» **Page text**:
Algorithm to find 100 closest stars to the origin

Question

First let me phrase the proper question:

Q: There is a file containing more than a million points (x,y) each of which represents a star. There is a planet earth at (a,b). Now, the task is to build an algorithm that would return the 100 closest stars to earth. What would be the time and space complexities of your algorithm.

This question has been asked many times in various interviews. I tried looking up the answers but could not find a satisfactory one.

One way to do it which I thought might be using a max heap of size 100. Calculate distances for each star and check if the distance is lesser than the root of the max heap. If yes, replace it with the root and call heapify.

Any other better/faster answers?

P.S: This is not a homework question.

» **Available data**:
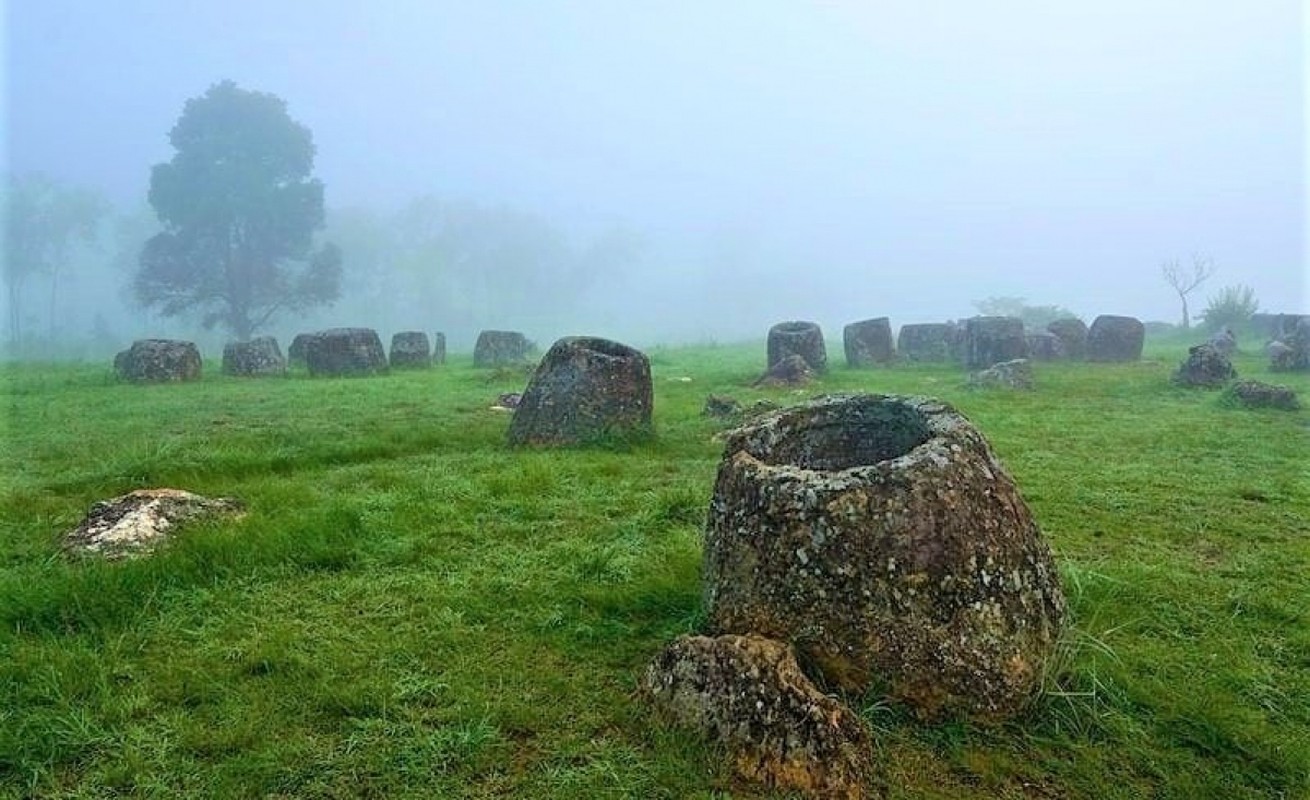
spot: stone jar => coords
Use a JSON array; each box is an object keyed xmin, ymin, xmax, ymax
[{"xmin": 703, "ymin": 394, "xmax": 1065, "ymax": 721}]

» **Work to do**:
Answer these about the forum question on finding the closest stars:
1. How many star points does the file contain?
2. At what coordinates is earth placed?
3. What size of max heap does the poster propose?

» **Reply to the exercise**:
1. More than a million
2. (a,b)
3. 100